### Document
--- start ---

Robot control (上) — manipulators

A robot arm reaching for a cup is lesson 18 embodied. The state is joint angles and velocities, the action is a torque vector in ℝ^d, and there is no argmax_a to take. The new lesson is not the algorithm — it is the reward: how you write it decides whether the arm learns to reach, refuses to learn, or learns the wrong thing entirely.

What this reuses

This is an applications lesson. It reuses lesson 18 — continuous control (DDPG / TD3 / SAC) almost wholesale: a deterministic-or-stochastic actor μ_φ(s) emits the action, a critic supplies the gradient, an off-policy replay buffer recycles experience. We do not re-derive any of that. What is new here is everything around the algorithm: turning a physical task into an MDP, shaping the reward, and the first crack in the foundation — the simulation gap (lesson 57).

--- end ---

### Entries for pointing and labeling
--- start ---

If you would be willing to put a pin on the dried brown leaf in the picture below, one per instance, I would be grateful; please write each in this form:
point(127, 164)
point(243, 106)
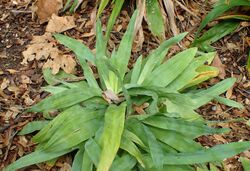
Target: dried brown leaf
point(45, 9)
point(65, 62)
point(169, 5)
point(60, 24)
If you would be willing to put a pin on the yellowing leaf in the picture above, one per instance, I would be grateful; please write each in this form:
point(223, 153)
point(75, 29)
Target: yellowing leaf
point(111, 137)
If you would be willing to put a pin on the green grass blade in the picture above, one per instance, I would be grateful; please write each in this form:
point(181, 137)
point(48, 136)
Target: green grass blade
point(190, 129)
point(154, 18)
point(189, 73)
point(229, 102)
point(131, 148)
point(102, 6)
point(87, 164)
point(120, 60)
point(93, 151)
point(248, 63)
point(203, 97)
point(78, 160)
point(176, 140)
point(219, 9)
point(125, 163)
point(82, 52)
point(36, 157)
point(111, 137)
point(65, 99)
point(134, 138)
point(75, 130)
point(156, 151)
point(136, 71)
point(101, 56)
point(245, 163)
point(33, 126)
point(54, 125)
point(157, 56)
point(168, 71)
point(216, 153)
point(204, 73)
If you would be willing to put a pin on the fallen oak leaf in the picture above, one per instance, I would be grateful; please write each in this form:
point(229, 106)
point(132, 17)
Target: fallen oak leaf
point(60, 24)
point(65, 62)
point(43, 48)
point(45, 8)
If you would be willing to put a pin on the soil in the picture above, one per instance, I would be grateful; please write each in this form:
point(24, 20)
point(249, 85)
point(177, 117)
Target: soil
point(17, 27)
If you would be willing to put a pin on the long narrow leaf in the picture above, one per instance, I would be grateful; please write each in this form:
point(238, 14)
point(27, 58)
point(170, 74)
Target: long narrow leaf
point(168, 71)
point(111, 137)
point(216, 153)
point(156, 56)
point(65, 99)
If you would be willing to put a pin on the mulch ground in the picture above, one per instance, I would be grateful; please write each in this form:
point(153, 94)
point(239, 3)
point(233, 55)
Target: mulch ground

--- end ---

### Work required
Quote the lesson on robot control word for word, beginning at the words "Robot control (上)" and stopping after "gap (lesson 57).". The listing is separate material, unconnected to the lesson on robot control.

### Complete output
Robot control (上) — manipulators

A robot arm reaching for a cup is lesson 18 embodied. The state is joint angles and velocities, the action is a torque vector in ℝ^d, and there is no argmax_a to take. The new lesson is not the algorithm — it is the reward: how you write it decides whether the arm learns to reach, refuses to learn, or learns the wrong thing entirely.

What this reuses

This is an applications lesson. It reuses lesson 18 — continuous control (DDPG / TD3 / SAC) almost wholesale: a deterministic-or-stochastic actor μ_φ(s) emits the action, a critic supplies the gradient, an off-policy replay buffer recycles experience. We do not re-derive any of that. What is new here is everything around the algorithm: turning a physical task into an MDP, shaping the reward, and the first crack in the foundation — the simulation gap (lesson 57).